*WRITTEN REQUEST*.
Copy the listing below line for line, with the wording unchanged. Leave the picture out of your copy.
+++
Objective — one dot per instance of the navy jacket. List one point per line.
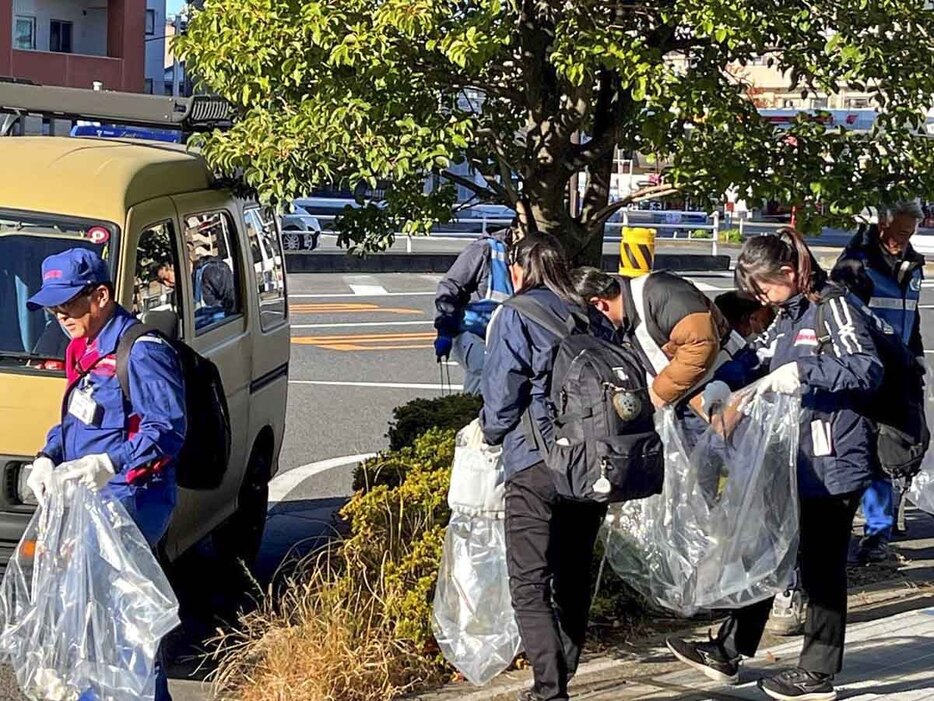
(517, 369)
(889, 285)
(141, 439)
(833, 382)
(466, 282)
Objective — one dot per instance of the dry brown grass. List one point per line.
(352, 623)
(325, 638)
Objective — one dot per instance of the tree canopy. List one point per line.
(532, 93)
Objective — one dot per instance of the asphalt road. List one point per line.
(361, 345)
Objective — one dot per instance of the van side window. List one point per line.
(268, 266)
(212, 251)
(157, 269)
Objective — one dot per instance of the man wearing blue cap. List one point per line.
(124, 447)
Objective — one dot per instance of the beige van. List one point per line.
(152, 210)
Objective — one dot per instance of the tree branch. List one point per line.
(646, 193)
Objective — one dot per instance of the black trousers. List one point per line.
(549, 551)
(826, 525)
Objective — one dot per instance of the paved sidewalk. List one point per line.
(892, 658)
(888, 658)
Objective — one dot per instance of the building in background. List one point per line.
(74, 43)
(154, 82)
(175, 77)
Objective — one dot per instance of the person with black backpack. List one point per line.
(546, 383)
(836, 371)
(124, 446)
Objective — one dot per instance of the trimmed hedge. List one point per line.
(411, 420)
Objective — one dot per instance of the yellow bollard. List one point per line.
(636, 251)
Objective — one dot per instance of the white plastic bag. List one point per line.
(473, 620)
(921, 493)
(477, 478)
(724, 531)
(84, 603)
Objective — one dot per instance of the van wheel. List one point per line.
(240, 537)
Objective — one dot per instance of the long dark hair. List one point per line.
(763, 258)
(543, 263)
(593, 282)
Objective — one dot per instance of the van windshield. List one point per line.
(26, 239)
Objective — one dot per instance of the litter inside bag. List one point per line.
(473, 619)
(84, 603)
(724, 531)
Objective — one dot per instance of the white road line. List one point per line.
(281, 485)
(349, 325)
(386, 385)
(330, 295)
(368, 290)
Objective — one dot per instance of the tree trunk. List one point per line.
(596, 197)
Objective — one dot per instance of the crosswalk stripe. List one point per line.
(348, 308)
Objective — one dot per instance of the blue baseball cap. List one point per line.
(66, 274)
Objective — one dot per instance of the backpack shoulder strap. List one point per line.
(820, 317)
(125, 345)
(533, 310)
(658, 361)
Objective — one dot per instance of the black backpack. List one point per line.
(202, 461)
(604, 446)
(896, 408)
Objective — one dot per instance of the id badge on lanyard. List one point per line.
(82, 405)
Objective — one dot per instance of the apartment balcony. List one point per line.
(74, 43)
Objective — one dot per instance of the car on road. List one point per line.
(147, 208)
(300, 230)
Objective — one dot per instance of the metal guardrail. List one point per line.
(642, 218)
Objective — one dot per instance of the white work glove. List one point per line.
(94, 471)
(716, 396)
(784, 380)
(40, 474)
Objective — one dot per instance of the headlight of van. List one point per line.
(24, 493)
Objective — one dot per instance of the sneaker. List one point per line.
(799, 685)
(788, 612)
(710, 658)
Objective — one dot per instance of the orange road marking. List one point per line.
(372, 341)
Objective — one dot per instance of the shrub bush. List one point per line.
(411, 420)
(354, 622)
(731, 235)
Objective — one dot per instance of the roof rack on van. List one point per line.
+++
*TASK SOLUTION*.
Objective — one dot per instance of the navy jacket. List one point per line.
(517, 369)
(889, 285)
(141, 439)
(833, 382)
(466, 282)
Objective — one dot per instance of the dry brown grass. List one point per line.
(352, 623)
(325, 638)
Objective — one dot per instance of the tree canopy. List one point per line.
(532, 93)
Objective — one dot per instance of the asphalt road. List one point per line.
(361, 345)
Objective — one dot per instance of the van side window. List one point per line.
(268, 266)
(212, 251)
(157, 269)
Objective — one dot per instance of the man wearing blue cap. List one point per line.
(124, 447)
Objective — one dot per instance of the beige van. List one point per line.
(152, 210)
Objective — one dot per instance of the tree branch. List one point per line.
(646, 193)
Objective — one dot per instance of the black trousers. List one point per line.
(549, 551)
(826, 525)
Objective — one dot per instance of the paved sidewalk. List one point per line.
(892, 658)
(888, 658)
Objective — one dot per instance of the building in background. List one point per line.
(74, 43)
(154, 82)
(175, 77)
Objective — one dot per instance of the person with black backpack. List one point per line.
(546, 383)
(836, 371)
(124, 446)
Objective — one dot per instance of the trimmed hedge. List one point per line.
(411, 420)
Objective — one dot per instance of the yellow bollard. List one point per line.
(636, 251)
Objective — one dot per instance of the white plastic bag. List one point per line.
(473, 620)
(921, 493)
(477, 478)
(724, 531)
(84, 603)
Objective — one dot per instance of the van wheel. List one point per line.
(240, 537)
Objective — one dot per instance of the long dark hair. List one point per line.
(763, 258)
(543, 263)
(593, 282)
Objective — one dot per instance of the van windshield. List one point per line.
(26, 239)
Objective — one dot per instance of the litter inside bag. List one point per line.
(473, 619)
(84, 603)
(724, 531)
Objective — one dot per instance of the white road line. List one point per line.
(281, 485)
(349, 325)
(386, 385)
(330, 295)
(368, 290)
Objective — one dot per instance of the tree trunk. List one point per line.
(596, 197)
Objective — one dot per instance of the crosswalk stripe. List one point per line.
(348, 308)
Objective — one dot per instance of the blue baseball cap. List one point per line.
(66, 274)
Objective — one dot per instance of the backpack shoulder strap. List one point per line.
(820, 317)
(125, 345)
(533, 310)
(658, 361)
Objective — one dot per instance of the black backpack. List one point per line.
(202, 461)
(604, 446)
(896, 408)
Objective — one dot per instance of the id badge on lanyard. List one point per line.
(82, 405)
Objective — one dot per instance of the apartment balcony. List one point per line.
(74, 43)
Objective — one dot per instance of the car on road. List one point per line.
(147, 208)
(300, 230)
Objective — one dot per instance of the metal guardrail. List one point per line.
(642, 218)
Objective — one dot per instance of the white work glove. List one point per line.
(94, 471)
(716, 396)
(784, 380)
(40, 474)
Objective — one dot per instance of the headlight of van. List one point per line.
(24, 493)
Objective — one dot per instance of the sneaker. List one point per line.
(799, 685)
(788, 612)
(710, 658)
Objective — one dot per instance of the orange road marking. List one point per line.
(372, 341)
Objective — one dot per instance of the shrub bush. List one point per line.
(411, 420)
(354, 622)
(731, 235)
Objective — one dot per instance of the roof rack on van. List one point per line.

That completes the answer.